IVARIA, NON ERA L’ORA DI MORIRE!

La passeggiata era stata davvero piacevole: Ivaria, la mia meravigliosa cavalla Olandese, si era comportata molto bene – come sempre – e mancavano pochi chilometri alle scuderie. Dovevamo solo attraversare l’ultimo tragitto, il più difficile, e saremmo arrivate ma alle scuderie non ci arrivammo.

Il sole emanava un piacevole tepore ma il ghiaccio non si era ancora sciolto. Occorreva stare all’erta su dove mettere i piedi. 

Eravamo un gruppo di cavallerizze che amavano l’avventura e non appena riuscivamo ad organizzarci, uscivamo in passeggiata con i nostri fedelissimi amici.

Ivaria era pronta, vestita ad hoc con tutte le protezione; a differenze delle altre non aveva i ramponi ma io sarei stata attenta.

Il bosco si stava risvegliando da un lungo inverno e il ghiaccio si stava sciogliendo velocemente sotto il sole primaverile, l’erba nei prati dominava la visuale e le cime delle montagne erano ancora tutte innevate.

[Elenco dei dati]
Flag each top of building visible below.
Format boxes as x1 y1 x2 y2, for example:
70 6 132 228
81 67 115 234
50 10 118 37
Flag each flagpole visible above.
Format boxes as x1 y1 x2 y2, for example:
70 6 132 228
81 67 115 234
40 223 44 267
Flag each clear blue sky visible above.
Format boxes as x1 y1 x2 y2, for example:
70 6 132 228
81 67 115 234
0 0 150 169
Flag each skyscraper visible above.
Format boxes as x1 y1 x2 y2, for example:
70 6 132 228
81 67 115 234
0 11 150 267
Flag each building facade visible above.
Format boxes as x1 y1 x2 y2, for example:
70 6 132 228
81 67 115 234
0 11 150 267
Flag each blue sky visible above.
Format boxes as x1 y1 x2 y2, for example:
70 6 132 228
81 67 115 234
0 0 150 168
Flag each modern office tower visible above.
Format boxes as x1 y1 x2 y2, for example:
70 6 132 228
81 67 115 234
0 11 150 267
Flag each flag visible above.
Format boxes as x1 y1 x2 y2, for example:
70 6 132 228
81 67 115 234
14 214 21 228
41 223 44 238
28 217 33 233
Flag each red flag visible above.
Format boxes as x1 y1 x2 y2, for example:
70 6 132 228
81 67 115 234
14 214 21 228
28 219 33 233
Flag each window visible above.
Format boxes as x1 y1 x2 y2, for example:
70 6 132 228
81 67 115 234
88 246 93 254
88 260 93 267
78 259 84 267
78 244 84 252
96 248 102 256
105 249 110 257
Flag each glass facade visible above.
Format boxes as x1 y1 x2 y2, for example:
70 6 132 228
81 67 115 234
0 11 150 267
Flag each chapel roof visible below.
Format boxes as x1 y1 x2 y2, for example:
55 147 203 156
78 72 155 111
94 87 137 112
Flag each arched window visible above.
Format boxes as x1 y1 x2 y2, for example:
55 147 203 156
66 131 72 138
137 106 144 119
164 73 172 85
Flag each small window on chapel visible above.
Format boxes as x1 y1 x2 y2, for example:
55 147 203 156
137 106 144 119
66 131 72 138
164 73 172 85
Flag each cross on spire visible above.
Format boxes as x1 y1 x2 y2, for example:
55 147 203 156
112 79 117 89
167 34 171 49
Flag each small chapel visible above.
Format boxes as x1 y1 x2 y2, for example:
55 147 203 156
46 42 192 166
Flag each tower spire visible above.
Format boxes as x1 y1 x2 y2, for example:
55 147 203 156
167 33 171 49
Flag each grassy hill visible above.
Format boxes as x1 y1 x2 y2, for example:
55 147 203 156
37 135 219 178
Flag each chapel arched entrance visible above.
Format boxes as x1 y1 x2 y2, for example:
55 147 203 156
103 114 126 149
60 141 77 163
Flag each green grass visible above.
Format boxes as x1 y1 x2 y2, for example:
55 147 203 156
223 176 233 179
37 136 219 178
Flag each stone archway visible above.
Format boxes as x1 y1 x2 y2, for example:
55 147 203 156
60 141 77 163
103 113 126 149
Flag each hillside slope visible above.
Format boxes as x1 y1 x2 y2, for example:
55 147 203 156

Da fare:
1) Per favore, ricopia per intero e senza cambiamenti il racconto della passeggiata con Ivaria.
2) Correggi nell'elenco le righe dalla riga con "Flag each small window" alla riga con "167 34 171 49", mettendo "steeple" al posto di "spire" e lasciando tutto il resto invariato.
Il racconto e l'elenco non hanno alcun legame tra loro.

Risposte attese:
1)
IVARIA, NON ERA L’ORA DI MORIRE!

La passeggiata era stata davvero piacevole: Ivaria, la mia meravigliosa cavalla Olandese, si era comportata molto bene – come sempre – e mancavano pochi chilometri alle scuderie. Dovevamo solo attraversare l’ultimo tragitto, il più difficile, e saremmo arrivate ma alle scuderie non ci arrivammo.

Il sole emanava un piacevole tepore ma il ghiaccio non si era ancora sciolto. Occorreva stare all’erta su dove mettere i piedi. 

Eravamo un gruppo di cavallerizze che amavano l’avventura e non appena riuscivamo ad organizzarci, uscivamo in passeggiata con i nostri fedelissimi amici.

Ivaria era pronta, vestita ad hoc con tutte le protezione; a differenze delle altre non aveva i ramponi ma io sarei stata attenta.

Il bosco si stava risvegliando da un lungo inverno e il ghiaccio si stava sciogliendo velocemente sotto il sole primaverile, l’erba nei prati dominava la visuale e le cime delle montagne erano ancora tutte innevate.

2)
Flag each small window on chapel visible above.
Format boxes as x1 y1 x2 y2, for example:
55 147 203 156
137 106 144 119
66 131 72 138
164 73 172 85
Flag each cross on steeple visible above.
Format boxes as x1 y1 x2 y2, for example:
55 147 203 156
112 79 117 89
167 34 171 49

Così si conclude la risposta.